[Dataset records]
============

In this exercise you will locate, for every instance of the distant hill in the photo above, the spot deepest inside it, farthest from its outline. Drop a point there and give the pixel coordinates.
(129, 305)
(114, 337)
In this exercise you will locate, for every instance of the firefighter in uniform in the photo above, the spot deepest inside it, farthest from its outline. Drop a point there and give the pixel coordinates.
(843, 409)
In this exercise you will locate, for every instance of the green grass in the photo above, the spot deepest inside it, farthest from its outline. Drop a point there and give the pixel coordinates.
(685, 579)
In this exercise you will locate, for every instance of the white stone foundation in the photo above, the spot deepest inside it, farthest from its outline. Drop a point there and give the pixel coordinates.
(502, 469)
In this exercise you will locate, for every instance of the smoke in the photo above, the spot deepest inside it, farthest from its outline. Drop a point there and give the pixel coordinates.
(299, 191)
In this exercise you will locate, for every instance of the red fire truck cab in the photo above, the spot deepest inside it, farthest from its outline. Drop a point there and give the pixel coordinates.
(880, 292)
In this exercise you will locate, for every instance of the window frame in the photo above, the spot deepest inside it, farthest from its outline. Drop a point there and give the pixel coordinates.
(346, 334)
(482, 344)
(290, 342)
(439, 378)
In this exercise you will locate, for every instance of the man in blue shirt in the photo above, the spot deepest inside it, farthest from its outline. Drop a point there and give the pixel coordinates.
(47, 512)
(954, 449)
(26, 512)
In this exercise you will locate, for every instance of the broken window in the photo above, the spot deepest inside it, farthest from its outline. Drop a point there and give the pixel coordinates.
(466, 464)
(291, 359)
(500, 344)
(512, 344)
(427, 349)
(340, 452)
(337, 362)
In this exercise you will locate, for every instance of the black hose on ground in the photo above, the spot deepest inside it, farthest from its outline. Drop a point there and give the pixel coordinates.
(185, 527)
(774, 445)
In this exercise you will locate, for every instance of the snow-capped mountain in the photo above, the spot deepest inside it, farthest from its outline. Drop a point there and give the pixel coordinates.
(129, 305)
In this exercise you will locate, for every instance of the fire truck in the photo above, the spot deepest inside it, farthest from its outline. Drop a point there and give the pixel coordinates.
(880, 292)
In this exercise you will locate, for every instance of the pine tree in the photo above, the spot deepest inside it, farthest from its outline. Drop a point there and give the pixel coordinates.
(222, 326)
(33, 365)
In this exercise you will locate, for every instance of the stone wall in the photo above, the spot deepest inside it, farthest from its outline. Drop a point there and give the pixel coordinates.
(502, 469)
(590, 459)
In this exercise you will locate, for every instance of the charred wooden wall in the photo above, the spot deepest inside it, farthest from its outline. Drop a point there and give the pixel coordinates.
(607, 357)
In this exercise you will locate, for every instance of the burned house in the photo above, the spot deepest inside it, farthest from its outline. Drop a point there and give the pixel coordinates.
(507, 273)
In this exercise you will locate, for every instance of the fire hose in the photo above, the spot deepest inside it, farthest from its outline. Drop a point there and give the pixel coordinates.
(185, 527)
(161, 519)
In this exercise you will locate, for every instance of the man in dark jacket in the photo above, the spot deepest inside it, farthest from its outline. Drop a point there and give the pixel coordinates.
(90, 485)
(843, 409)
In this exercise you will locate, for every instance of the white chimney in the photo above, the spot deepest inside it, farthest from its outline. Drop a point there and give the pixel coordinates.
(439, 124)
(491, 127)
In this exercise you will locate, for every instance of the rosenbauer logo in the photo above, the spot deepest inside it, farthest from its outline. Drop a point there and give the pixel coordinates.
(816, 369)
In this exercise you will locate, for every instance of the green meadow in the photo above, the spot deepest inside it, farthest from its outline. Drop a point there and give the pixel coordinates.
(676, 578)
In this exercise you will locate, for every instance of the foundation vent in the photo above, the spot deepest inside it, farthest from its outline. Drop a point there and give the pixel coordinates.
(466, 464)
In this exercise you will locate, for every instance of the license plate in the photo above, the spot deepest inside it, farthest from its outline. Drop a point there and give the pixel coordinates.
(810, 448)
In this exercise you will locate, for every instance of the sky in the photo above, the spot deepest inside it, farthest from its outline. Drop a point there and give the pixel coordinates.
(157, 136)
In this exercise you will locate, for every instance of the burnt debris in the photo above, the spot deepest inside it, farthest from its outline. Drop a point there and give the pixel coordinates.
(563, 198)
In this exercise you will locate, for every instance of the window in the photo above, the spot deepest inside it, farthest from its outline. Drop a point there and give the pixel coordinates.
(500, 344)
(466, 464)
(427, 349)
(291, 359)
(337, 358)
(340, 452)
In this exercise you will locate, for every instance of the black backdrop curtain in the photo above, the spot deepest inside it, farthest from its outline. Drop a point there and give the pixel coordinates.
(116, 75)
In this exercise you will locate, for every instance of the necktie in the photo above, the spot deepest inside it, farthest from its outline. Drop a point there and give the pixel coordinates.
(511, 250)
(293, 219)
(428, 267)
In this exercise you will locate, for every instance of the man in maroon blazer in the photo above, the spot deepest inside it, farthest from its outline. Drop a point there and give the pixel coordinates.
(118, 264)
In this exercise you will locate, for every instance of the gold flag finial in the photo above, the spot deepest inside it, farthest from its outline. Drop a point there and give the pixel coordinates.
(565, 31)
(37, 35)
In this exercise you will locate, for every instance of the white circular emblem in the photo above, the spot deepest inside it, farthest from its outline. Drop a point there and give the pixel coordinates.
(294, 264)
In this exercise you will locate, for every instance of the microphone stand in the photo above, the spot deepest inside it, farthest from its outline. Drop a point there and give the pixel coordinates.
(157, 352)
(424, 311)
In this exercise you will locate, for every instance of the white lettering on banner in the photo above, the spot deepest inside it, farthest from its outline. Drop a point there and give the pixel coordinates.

============

- Task description
From the line holding "man in maroon" to the last line of the records, quote each line exactly and add nothing.

- Correct output
In this exercise you will locate, for every instance of the man in maroon blazer in the photo above, the spot deepest inside it, farthest from its outline. Drop a point there and give the pixel coordinates.
(118, 264)
In this exercise you will locate, for every instance of the gold flag finial in the photo above, the spot deepest inside it, farthest from its outline. Drop a point there and give the pixel coordinates.
(565, 31)
(37, 35)
In this exercise you will locate, for every instance of the white circular emblem in the photo above, the spot deepest inside it, farthest from its outline. Drop a point there and give the pixel coordinates.
(294, 264)
In this exercise you will locate, for every instance of the microphone stand in the photo above, the spot deepest inside it, farthest from its outline. Drop a point there and give the pixel coordinates.
(157, 352)
(424, 311)
In this exercise you will locate, for every instance of the white lettering on banner in the photo above, the spot deepest inside it, farthest from its outline. Drop a point there and give the pixel coordinates.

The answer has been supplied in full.